Exercise objective:
Restate the stretch of the patent claims from "42. The method" through "the accessed line.", switching "register" for "latch".

Text passage:
------------

36. The method of claim 35 , further comprising:
generating an index for a line of the memory based on the try vector;
using the index to access the line of the memory; and
outputting a physical page number for the virtual address in response to the accessed line including the translation for the virtual address.
37. The method of claim 35 , wherein said determining comprises determining that the accessed line includes the translation for the virtual address in response to the accessed line including a virtual page number for the virtual address.
38. The method of claim 35 , further comprising:
generating an index for a line of the memory based on the try vector;
using the index to access the line of the memory;
updating the try vector to indicate the accessed line of the memory does not include the translation for the virtual address; and
accessing another line of the memory based on the updated try vector.
39. The method of claim 35 , further comprising:
generating an index for a line of the memory based on the try vector;
using the index to access the line of the memory;
updating the try vector to indicate that the accessed line of the memory does not include the translation for the virtual address; and
signaling that the memory does not include the translation for the virtual address in response to the try vector indicating that no line potentially stores the translation for the virtual address.
40. The method of claim 35 , wherein said generating a try vector comprises setting bits of the try vector that correspond to lines of the memory that potentially store the translation for the virtual address.
41. The method of claim 35 , further comprising:
accessing a line of the memory corresponding to a set bit of the try vector; and
clearing the set bit of the try vector corresponding to the line of the memory in response to determining that the corresponding line does not include the translation for the virtual address.
42. The method of claim 41 , further comprising signaling that the memory does not include the translation for the virtual address in response to all bits of the try vector being cleared.
43. An apparatus, comprising:
a memory including a plurality of lines;
a register configured to store a try vector that indicates which, if any, lines in the memory potentially store a translation for a virtual address;
an encoder configured to generate an index based on the try vector and access a line of the memory using the index;
a comparator configured to indicate whether the accessed line of the memory includes the translation for the virtual address; and
an output port configured to output the translation for the virtual address.
44. The apparatus of claim 43 , wherein the output port is further configured to output a physical page number stored in the accessed line.
45. The apparatus of claim 43 , wherein said comparator is configured to indicate that the accessed line includes the translation for the virtual address in response to determining that a virtual page number stored in the accessed line matches a virtual page number of the virtual address.

------------

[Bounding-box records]
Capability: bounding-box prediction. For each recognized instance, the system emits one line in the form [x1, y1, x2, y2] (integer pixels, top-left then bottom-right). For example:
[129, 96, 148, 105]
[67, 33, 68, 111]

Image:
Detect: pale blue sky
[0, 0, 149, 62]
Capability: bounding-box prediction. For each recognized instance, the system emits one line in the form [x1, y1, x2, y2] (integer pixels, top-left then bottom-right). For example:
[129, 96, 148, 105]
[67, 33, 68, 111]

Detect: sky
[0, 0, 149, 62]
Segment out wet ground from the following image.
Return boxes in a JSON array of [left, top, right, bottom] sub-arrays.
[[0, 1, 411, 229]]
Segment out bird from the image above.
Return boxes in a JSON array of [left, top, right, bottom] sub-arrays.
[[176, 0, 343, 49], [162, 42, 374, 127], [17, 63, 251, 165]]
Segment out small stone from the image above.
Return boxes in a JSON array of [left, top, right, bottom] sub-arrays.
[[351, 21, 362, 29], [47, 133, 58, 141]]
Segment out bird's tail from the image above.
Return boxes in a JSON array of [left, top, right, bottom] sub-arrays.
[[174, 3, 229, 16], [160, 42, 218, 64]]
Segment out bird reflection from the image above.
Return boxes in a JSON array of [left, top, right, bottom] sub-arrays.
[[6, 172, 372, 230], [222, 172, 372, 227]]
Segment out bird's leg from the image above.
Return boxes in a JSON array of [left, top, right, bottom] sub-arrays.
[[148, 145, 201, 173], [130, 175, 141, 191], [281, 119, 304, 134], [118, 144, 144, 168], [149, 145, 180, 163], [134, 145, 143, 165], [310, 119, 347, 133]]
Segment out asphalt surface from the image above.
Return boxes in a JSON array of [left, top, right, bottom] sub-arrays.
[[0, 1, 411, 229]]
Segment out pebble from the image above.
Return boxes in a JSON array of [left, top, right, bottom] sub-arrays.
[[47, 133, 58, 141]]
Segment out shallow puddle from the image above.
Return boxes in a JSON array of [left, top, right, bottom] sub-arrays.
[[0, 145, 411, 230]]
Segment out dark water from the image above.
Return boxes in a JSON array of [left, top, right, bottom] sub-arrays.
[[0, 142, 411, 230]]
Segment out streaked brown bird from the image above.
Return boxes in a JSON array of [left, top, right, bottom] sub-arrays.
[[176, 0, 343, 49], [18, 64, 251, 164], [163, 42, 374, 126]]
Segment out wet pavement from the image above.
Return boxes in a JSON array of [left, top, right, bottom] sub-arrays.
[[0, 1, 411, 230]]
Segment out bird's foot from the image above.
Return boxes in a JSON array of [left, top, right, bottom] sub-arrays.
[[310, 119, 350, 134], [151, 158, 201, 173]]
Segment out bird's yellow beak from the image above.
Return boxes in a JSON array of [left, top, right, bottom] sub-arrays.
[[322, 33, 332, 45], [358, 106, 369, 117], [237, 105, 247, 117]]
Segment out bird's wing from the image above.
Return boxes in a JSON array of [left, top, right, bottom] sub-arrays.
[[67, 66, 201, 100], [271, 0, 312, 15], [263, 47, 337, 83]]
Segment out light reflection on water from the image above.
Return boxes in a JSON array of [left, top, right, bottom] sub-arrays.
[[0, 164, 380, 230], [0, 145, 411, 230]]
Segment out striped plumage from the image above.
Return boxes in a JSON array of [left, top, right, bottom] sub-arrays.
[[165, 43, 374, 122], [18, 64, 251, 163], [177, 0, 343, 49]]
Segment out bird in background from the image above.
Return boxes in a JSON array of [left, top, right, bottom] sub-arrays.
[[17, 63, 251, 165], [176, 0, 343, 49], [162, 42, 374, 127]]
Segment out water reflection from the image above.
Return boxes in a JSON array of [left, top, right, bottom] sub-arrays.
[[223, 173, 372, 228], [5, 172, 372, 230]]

------------

Completed task:
42. The method of claim 41 , further comprising signaling that the memory does not include the translation for the virtual address in response to all bits of the try vector being cleared.
43. An apparatus, comprising:
a memory including a plurality of lines;
a latch configured to store a try vector that indicates which, if any, lines in the memory potentially store a translation for a virtual address;
an encoder configured to generate an index based on the try vector and access a line of the memory using the index;
a comparator configured to indicate whether the accessed line of the memory includes the translation for the virtual address; and
an output port configured to output the translation for the virtual address.
44. The apparatus of claim 43 , wherein the output port is further configured to output a physical page number stored in the accessed line.